Stated exercise 1 »
Answer these questions from the travel safety passage below.
(a) In India, what kinds of places does the passage name as most likely for sexual harassment?
(b) Which organization is cited for the list of the top ten worst countries for women to travel solo?
(c) Whose website does the passage suggest checking for information on health conditions?

— Begin Passage provided —

Western women, especially those of African descent, continue to report incidents of verbal and physical harassment by individuals and groups of men in India. Most likely places to be sexually harassed are crowded areas such as in market places, train stations, buses and public streets. The harassment ranges between lewd comments or catcalls to outright groping, which quickly escalates. Authorities report that rape is one of the fastest growing crimes in India.
Mexico is another dangerous destination for women to travel solo. While it’s true that many tourists travel to Mexico each year without incident, some experts suggest that Mexico may be worse for incidents of rape and murder than even India. Unfortunately, it doesn’t end there. The top ten worst countries for women to travel solo, according to The International Women’s Travel Center, include Venezuela, Saudi Arabia, Turkey, Colombia, Kenya, Egypt, Brazil, Honduras, Mexico and India.
Know your risks
The more you research about where you want to travel, the safer and happier your travels will be. Start by checking to see if there’s a travel advisory in effect for your destination of choice. For information on health conditions, check the World Health Organization’s website. Carry an Emergency Contact Card with the coordinates to the nearest American embassy or consulate in the country, in case you run into trouble abroad.

— End Passage provided —
— Begin The input —

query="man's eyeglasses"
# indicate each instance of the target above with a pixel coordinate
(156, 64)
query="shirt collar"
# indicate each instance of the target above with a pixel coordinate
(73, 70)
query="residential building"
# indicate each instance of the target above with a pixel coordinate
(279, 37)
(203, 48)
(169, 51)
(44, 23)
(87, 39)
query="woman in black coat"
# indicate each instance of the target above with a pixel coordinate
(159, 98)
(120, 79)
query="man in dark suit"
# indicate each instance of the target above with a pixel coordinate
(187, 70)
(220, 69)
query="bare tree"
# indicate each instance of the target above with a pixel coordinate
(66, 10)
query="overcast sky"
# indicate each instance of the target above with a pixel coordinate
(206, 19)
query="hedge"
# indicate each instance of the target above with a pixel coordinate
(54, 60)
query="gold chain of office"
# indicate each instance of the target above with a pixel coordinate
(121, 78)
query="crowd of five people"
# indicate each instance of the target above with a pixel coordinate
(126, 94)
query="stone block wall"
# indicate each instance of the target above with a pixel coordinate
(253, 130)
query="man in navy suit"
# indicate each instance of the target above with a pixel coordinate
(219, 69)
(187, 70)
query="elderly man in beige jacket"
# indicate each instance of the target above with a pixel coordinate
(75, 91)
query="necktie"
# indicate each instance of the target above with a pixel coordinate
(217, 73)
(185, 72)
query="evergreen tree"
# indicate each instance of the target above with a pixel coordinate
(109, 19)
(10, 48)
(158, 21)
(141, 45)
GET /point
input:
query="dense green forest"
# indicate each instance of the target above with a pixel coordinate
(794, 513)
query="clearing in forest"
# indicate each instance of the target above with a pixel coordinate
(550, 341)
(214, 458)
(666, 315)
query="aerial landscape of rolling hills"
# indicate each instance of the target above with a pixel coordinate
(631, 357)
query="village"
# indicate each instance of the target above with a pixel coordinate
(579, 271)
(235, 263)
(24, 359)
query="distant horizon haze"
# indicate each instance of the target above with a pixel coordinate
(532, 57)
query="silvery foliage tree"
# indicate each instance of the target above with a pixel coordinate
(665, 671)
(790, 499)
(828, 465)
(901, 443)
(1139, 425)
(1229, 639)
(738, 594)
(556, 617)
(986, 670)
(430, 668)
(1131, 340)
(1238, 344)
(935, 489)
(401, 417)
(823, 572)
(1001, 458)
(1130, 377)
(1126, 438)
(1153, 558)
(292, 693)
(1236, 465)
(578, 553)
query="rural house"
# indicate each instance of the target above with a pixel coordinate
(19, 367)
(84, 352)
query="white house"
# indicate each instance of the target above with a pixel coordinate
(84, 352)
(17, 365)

— End The input —

Stated exercise 2 »
Pick out and copy every line of the records above that contains the string "suit". Case counts.

Correct result 1 »
(a) Crowded areas such as market places, train stations, buses and public streets.
(b) The International Women's Travel Center.
(c) The World Health Organization's website.

Correct result 2 »
query="man in dark suit"
query="man in navy suit"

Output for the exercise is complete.